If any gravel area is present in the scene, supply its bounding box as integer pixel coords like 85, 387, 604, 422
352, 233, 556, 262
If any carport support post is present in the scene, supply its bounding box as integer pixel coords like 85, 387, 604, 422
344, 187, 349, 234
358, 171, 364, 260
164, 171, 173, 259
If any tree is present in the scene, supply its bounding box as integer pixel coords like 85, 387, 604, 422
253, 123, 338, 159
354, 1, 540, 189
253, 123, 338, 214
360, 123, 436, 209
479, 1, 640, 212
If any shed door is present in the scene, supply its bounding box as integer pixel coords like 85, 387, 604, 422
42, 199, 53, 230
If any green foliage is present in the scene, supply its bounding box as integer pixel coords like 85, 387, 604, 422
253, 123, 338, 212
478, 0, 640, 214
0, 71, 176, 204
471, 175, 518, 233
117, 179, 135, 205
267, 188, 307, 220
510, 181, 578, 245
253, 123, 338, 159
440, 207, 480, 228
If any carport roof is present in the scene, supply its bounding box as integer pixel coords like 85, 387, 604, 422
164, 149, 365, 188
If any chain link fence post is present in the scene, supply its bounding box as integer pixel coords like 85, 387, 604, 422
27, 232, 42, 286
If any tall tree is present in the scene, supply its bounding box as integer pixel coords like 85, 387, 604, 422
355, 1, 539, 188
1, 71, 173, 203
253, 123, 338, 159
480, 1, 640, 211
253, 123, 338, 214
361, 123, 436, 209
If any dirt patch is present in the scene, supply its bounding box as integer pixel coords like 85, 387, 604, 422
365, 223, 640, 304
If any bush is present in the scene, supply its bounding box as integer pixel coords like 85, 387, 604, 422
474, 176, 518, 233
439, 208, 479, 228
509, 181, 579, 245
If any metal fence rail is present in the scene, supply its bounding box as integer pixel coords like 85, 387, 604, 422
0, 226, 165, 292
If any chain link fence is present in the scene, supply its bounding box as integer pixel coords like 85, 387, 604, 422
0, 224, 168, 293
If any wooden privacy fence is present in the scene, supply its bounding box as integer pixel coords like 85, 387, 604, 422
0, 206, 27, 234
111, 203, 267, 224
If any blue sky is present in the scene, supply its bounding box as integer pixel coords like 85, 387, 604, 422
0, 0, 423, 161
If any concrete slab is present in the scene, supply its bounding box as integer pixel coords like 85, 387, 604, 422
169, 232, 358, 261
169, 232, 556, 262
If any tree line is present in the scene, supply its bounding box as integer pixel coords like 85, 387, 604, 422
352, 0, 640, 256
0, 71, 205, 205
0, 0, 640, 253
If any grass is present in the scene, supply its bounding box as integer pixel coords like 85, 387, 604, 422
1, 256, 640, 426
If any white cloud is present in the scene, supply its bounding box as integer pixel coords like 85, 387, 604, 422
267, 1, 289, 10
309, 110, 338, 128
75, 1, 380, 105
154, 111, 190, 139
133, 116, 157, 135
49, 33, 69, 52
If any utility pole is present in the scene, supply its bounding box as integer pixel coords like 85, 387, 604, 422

◇ ◇ ◇ ◇

- [WORK TO DO] Copy out word for word the lines of the data from the one containing "If any tree line" up to and including the last line of the data.

- [RESULT]
If any tree line is present in the scene, supply its bounding box as integer pixel coords like 85, 387, 604, 422
352, 0, 640, 256
0, 71, 205, 205
0, 0, 640, 253
If any grass is present in the scene, supply its bounding box as integer pixel coords like 85, 387, 604, 422
1, 256, 640, 426
If any white cloud is present in the scene, supply its bounding box as integer pixel coords like 85, 387, 604, 422
267, 1, 289, 10
309, 110, 338, 128
75, 1, 380, 105
154, 111, 190, 139
133, 116, 157, 135
49, 33, 69, 52
If any utility pole is present in the scene, supply its bounding box as integer pixel coords like 85, 387, 604, 422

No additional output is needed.